Dataset entries about object locations:
______

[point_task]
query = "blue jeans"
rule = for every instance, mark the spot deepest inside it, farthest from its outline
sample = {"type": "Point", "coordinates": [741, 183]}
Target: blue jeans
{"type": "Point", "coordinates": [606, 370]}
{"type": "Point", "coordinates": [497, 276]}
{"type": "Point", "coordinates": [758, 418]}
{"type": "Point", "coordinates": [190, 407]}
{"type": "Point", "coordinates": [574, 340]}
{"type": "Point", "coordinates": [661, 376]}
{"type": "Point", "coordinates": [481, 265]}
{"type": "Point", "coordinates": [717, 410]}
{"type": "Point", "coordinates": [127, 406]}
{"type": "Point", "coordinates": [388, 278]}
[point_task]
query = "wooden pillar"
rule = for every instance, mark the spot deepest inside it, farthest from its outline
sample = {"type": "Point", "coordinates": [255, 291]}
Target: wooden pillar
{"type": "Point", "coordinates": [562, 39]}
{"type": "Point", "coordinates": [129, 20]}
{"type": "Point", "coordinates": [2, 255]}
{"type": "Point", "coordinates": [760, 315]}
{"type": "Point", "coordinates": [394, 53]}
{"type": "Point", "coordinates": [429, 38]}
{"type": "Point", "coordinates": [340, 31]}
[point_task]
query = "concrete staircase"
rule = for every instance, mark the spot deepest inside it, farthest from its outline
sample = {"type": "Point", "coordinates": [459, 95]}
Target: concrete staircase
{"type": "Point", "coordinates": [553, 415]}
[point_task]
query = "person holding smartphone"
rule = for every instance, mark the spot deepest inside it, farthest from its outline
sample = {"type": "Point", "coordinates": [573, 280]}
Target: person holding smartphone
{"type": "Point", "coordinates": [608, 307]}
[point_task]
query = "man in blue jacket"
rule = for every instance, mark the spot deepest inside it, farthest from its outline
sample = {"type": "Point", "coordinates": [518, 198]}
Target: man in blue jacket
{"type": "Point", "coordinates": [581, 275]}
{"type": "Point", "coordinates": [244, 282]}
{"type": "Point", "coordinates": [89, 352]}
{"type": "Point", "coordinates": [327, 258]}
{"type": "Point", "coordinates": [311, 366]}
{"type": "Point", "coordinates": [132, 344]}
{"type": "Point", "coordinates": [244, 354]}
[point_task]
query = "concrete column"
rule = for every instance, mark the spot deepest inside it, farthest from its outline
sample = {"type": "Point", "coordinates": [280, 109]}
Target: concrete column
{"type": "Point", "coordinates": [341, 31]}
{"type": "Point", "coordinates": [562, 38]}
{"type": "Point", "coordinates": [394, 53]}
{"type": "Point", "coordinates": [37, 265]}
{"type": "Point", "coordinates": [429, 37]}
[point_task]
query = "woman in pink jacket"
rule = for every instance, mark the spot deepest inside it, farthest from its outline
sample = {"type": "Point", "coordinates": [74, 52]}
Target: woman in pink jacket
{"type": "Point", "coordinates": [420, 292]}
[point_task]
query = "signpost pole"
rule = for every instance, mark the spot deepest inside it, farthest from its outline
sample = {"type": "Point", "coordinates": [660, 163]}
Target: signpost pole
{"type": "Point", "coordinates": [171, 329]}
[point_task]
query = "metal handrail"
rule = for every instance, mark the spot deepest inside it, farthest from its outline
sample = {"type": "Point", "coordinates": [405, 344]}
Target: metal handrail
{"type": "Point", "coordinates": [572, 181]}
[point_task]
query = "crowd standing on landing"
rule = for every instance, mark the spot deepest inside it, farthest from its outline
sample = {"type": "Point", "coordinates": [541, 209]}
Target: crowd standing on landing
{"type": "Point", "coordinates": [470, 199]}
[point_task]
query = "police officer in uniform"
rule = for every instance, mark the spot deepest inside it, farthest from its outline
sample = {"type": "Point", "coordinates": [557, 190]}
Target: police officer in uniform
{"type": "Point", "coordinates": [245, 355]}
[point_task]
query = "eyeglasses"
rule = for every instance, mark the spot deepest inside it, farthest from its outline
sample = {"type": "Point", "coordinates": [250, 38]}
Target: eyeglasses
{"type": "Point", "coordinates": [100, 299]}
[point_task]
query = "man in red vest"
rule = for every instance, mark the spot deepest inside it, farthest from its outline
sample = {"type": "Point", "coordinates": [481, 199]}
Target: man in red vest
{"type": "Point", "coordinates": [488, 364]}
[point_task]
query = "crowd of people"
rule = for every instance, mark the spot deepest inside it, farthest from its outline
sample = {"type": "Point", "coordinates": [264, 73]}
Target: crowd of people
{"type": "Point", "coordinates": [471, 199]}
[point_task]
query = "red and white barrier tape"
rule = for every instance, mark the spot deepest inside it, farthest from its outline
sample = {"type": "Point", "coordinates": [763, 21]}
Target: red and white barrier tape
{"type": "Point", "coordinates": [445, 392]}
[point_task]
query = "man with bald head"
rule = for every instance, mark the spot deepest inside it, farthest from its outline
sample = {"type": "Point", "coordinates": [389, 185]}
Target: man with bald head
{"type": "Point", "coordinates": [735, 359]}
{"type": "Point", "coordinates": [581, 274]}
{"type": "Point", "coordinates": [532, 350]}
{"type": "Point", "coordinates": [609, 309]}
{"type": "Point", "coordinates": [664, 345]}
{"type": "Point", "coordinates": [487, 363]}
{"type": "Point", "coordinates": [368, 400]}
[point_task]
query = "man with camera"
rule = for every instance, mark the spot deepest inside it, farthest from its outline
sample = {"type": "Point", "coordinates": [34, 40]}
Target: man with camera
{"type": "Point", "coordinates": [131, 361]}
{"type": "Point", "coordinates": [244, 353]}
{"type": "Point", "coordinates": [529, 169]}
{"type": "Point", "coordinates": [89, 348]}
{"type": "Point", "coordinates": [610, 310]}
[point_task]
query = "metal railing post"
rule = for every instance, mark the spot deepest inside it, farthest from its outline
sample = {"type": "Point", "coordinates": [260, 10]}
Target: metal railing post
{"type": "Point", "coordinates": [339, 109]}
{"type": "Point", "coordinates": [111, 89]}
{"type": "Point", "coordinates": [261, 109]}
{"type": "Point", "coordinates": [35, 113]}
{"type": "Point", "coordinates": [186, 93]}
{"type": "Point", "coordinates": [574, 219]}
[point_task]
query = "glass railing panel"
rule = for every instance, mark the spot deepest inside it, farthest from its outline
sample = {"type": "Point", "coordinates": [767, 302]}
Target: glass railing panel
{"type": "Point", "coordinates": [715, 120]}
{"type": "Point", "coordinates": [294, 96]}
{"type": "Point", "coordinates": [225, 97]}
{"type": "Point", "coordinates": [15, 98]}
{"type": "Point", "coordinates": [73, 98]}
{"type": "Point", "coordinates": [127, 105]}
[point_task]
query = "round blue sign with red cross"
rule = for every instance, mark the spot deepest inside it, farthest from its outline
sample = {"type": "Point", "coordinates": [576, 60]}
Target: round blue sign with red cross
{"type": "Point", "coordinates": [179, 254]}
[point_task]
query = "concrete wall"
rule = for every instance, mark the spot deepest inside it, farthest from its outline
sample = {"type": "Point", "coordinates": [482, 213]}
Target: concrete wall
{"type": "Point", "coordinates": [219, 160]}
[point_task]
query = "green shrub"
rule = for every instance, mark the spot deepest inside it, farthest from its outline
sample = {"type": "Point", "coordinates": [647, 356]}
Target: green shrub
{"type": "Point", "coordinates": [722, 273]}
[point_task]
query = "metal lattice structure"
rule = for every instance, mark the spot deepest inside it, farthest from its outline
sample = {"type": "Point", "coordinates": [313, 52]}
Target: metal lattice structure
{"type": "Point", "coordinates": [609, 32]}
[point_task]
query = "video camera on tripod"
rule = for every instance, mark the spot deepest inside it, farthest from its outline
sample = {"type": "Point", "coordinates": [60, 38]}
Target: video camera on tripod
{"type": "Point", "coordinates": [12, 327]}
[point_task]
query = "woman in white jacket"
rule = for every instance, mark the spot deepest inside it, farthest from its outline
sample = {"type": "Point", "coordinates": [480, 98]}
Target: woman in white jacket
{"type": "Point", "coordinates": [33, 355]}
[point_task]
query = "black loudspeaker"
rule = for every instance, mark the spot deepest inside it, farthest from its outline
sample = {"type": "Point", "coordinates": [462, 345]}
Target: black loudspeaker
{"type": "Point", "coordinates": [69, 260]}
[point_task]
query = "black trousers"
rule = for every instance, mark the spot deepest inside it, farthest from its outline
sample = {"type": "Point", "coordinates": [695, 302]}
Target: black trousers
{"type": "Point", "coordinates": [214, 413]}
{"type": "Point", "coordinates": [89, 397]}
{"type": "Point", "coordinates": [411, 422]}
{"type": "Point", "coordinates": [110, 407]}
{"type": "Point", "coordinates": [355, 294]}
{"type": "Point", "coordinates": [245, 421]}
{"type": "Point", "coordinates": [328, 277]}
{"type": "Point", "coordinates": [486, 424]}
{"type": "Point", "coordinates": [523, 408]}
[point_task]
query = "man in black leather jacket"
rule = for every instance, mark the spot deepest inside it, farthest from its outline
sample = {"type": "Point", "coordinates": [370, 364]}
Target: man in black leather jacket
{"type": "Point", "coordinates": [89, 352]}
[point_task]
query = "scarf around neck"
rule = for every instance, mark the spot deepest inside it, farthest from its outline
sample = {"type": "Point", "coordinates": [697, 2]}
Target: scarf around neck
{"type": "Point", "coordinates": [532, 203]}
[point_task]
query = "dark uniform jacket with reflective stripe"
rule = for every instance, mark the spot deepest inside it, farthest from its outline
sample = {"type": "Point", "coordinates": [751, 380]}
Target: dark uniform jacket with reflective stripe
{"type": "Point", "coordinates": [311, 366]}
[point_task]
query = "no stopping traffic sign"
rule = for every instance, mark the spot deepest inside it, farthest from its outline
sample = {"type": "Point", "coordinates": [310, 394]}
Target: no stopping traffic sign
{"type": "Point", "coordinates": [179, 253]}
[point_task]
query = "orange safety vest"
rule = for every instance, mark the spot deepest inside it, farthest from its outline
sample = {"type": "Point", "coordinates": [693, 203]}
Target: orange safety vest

______

Please identify every line in the entries above that contains the word "concrete" and copy each of those lines.

query = "concrete staircase"
Target: concrete staircase
query = "concrete column"
Target: concrete column
query = "concrete wall"
Target: concrete wall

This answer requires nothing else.